Copy out the whole listing exactly as written, leaving the pictures behind.
====== INFORMATION SHOWN ======
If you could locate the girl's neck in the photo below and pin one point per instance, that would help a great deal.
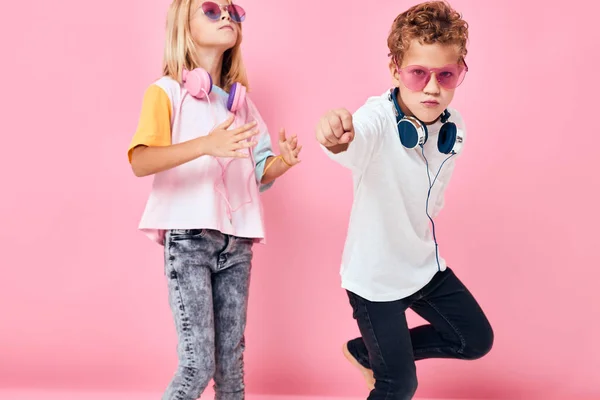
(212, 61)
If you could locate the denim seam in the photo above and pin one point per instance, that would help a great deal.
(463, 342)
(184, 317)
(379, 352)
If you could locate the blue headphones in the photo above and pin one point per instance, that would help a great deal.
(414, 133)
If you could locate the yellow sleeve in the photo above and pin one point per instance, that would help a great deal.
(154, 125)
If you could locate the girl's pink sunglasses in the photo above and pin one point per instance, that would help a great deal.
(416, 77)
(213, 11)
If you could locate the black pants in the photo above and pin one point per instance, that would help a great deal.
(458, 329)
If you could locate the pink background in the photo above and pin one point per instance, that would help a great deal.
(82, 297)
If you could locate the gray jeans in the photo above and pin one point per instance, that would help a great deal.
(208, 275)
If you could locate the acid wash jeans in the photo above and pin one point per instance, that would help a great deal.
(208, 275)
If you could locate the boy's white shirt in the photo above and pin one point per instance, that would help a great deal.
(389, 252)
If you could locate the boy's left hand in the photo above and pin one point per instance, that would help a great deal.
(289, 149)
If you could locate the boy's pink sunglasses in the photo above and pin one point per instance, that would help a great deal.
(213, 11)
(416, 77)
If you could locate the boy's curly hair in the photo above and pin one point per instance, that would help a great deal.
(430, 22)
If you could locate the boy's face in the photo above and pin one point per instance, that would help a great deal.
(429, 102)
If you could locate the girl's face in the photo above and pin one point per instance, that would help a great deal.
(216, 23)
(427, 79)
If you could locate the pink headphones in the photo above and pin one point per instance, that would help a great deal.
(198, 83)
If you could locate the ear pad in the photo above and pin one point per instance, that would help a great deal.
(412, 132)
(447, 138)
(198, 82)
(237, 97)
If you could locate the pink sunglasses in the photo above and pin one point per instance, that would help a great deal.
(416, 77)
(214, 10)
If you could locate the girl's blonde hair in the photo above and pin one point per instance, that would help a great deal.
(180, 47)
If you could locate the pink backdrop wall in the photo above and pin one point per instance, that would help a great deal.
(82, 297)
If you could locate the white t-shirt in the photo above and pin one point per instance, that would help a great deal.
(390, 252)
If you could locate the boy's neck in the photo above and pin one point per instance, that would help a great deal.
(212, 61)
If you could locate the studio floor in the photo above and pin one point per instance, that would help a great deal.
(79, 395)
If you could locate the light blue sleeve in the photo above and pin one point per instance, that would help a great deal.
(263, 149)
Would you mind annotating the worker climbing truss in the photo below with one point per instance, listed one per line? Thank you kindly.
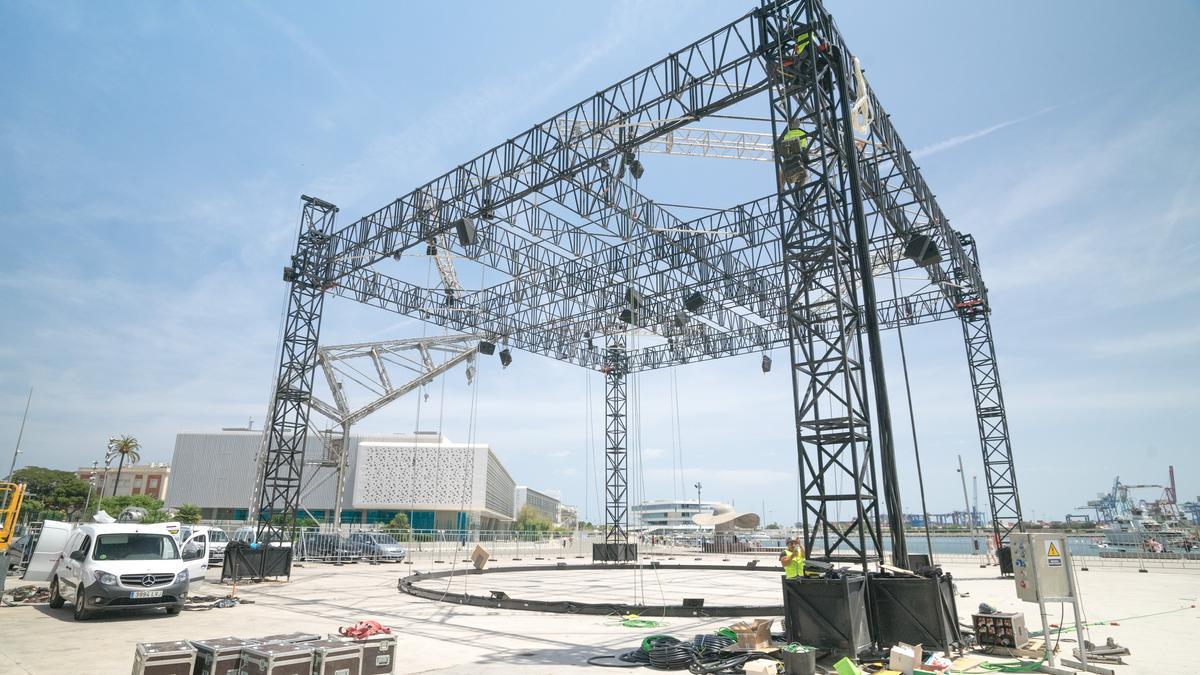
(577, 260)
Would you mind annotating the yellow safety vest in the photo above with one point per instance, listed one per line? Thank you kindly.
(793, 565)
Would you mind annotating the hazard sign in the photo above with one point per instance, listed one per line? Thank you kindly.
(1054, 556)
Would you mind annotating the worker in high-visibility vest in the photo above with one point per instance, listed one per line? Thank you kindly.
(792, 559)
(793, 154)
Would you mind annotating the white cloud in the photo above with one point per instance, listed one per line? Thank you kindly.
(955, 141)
======
OUTPUT:
If you could locate the girl's neck in the photo below and pin one point per instance, that would help a great deal.
(212, 61)
If you could locate the denim seam in the photo above and pin one point per instance, that would help a great deal.
(463, 342)
(184, 317)
(379, 352)
If you could locate the blue headphones in the photo above and pin one point per instance, that would help a great deal.
(414, 133)
If you could locate the yellow sleeve in the photo above and pin one point per instance, that would help a great deal.
(154, 125)
If you could locate the girl's pink sunglasses in the photo above and pin one point per instance, that would help a great deal.
(416, 77)
(213, 11)
If you could locate the black pants in the photo above and pin one point per instance, that would help a great deal.
(458, 329)
If you could locate the pink background in the photo above and pin one point per instance, that would help a great deal.
(82, 297)
If you could locate the gray jeans in the photo above and pin one point per instance, that would help a great deal.
(208, 275)
If you could locate the acid wash jeans in the photo above and pin one point per instance, that would help a great deal.
(208, 275)
If you could locate the boy's white shirt in the photo above and pin one point per instance, that would help a great deal.
(389, 252)
If you could locate the boy's left hand in the photo above and pin one point per instance, that would help a great deal.
(289, 149)
If you could locate the boy's pink sunglasses in the photo above and pin one point per instance, that would help a great deal.
(213, 11)
(416, 77)
If you could locate the boy's curly hair in the photo above and pin one point per instance, that would help a great deal.
(430, 22)
If you could locate the boy's face in the photo above and pin one point per instance, that would help a great deal.
(429, 102)
If you could locate the girl's face in the photo above and pin one point per instance, that would help a great deal.
(216, 23)
(427, 79)
If you could locate the pink headphones in the photo above and pin one point per instance, that would help a great deal.
(198, 83)
If you could locate the ear pad in the photo above and pin one point per instance, that would help a great deal.
(412, 132)
(447, 138)
(198, 82)
(237, 97)
If you could locate the pink sunglasses in the photo above and pin one point per instance, that would help a great deal.
(416, 77)
(214, 10)
If you could locate the girl's blonde hair in the photo above and pin one point per instance, that would help a great deal.
(180, 47)
If you could locate the pink backdrop wall in the photo above and pin one point per instance, that would help a great deal.
(82, 297)
If you could locate the white t-shirt in the photo above and pin one point per instance, that would help a great deal.
(390, 252)
If you could locate the boy's neck in the photo above and pin one point per instance, that would help a great deal.
(212, 61)
If you could locate the studio floor in the photo above and pin one point per instance, that would help a great deal.
(79, 395)
If you could locate the light blue sleeve in the photo above and pin one point per instance, that would help a great deal.
(263, 149)
Would you mind annotating the worker climbing truss in the photo below with one point per instance, listed one per line? Thank you kindly.
(577, 260)
Would you mind annotating the yellow safety vest in the photo above with one point per instance, listed one per line? Thank you kindly.
(793, 565)
Would you mind annotating the hazard sign in the photo above with one point per instance, listed one per line? Thank you kindly.
(1054, 556)
Would you mind annotating the worker in high-visibility vest in the photo above with one point per instance, listed one per line? Thank you kindly.
(792, 559)
(793, 154)
Would you mind annotating the white cloud in the photo above with one point per instance, listed one per line? Thank you kindly.
(955, 141)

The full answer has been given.